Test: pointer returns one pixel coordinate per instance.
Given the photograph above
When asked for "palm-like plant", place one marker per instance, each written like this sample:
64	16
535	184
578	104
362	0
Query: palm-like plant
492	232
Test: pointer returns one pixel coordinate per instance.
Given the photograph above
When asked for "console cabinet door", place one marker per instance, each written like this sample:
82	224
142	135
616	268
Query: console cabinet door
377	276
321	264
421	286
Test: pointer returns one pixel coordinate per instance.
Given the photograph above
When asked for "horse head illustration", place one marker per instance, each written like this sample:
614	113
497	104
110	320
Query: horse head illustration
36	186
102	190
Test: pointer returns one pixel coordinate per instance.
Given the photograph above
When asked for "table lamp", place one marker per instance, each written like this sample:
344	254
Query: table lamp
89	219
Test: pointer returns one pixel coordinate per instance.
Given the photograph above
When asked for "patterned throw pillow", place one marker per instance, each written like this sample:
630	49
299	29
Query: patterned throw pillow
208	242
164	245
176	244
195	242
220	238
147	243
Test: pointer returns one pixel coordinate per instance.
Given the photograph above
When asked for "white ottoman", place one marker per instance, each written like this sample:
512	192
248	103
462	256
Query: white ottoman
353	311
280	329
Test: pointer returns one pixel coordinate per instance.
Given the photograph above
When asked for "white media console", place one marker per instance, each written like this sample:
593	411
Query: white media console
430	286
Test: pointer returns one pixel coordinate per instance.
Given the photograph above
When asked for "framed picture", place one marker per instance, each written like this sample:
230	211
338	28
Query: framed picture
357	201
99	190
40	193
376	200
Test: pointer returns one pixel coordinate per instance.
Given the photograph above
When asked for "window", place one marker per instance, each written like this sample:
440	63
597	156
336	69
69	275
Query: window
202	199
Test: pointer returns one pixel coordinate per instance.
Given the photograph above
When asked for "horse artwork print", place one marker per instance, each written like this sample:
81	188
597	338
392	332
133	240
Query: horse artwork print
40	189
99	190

■ ■ ■ ■ ■

» **DIRECTIONS FOR THIS TASK**:
Every line above needs to be retyped exactly.

» **RESPONSE BELOW**:
Test: pointer returns one pixel coordinate per instance.
Given the photograph above
When asked for "palm-like plant", place one marker per instance, each written like this sample:
64	16
535	184
578	104
362	0
Query: palm-like plant
492	232
Test: pointer returns one pixel coordinate per instance.
Given the photograph above
When asked for "console cabinet door", place one marker per instance, each written like this sample:
82	224
142	135
616	268
Query: console cabinet door
377	276
321	264
421	286
Test: pointer returns one pixel coordinate per instance.
Given the photograph above
When asked for "horse head illustration", place one marker per instance, each written like this sample:
614	113
497	104
110	320
Query: horse head illustration
36	186
102	190
Test: pointer returns one pixel coordinate per instance.
Given the photograph above
When asked for "table lamp", place one marker per instance, each written like this sample:
344	254
Query: table lamp
89	219
Test: pointer returns one pixel coordinate per instance.
Given the photograph above
When asked for "patterned throw pillow", place one marker per instance, each written like this sample:
630	49
299	29
Query: patterned throw pillow
208	242
164	245
176	244
195	242
220	238
147	243
Test: pointer returns one pixel coordinate per instance.
Given the photograph above
When asked for "white ottoman", place one marker per instance, each written like this sample:
512	192
248	103
462	256
Query: white ottoman
353	311
280	329
Test: pointer returns one pixel coordinate per instance.
Given the photograph above
When asked for "white media console", place one marker per instance, each written like this sample:
593	411
Query: white media console
430	286
Test: pointer returns one pixel coordinate per instance.
Given the photograph above
When asked for "framed picture", place one marker per instance, each written like this sample:
230	211
338	28
Query: framed picture
357	201
99	190
40	193
376	200
Test: pointer returns one pixel coordinate per instance.
Given the photograph above
When asked for "window", place one marker per instance, each written like this sample:
440	63
597	156
336	69
69	275
Query: window
202	199
Test: pointer returns one pixel coordinate per instance.
Given the photograph above
When asked for "horse artwork print", place one marker per instance, each written like this sample:
81	188
597	338
392	332
133	240
Query: horse artwork print
40	189
99	190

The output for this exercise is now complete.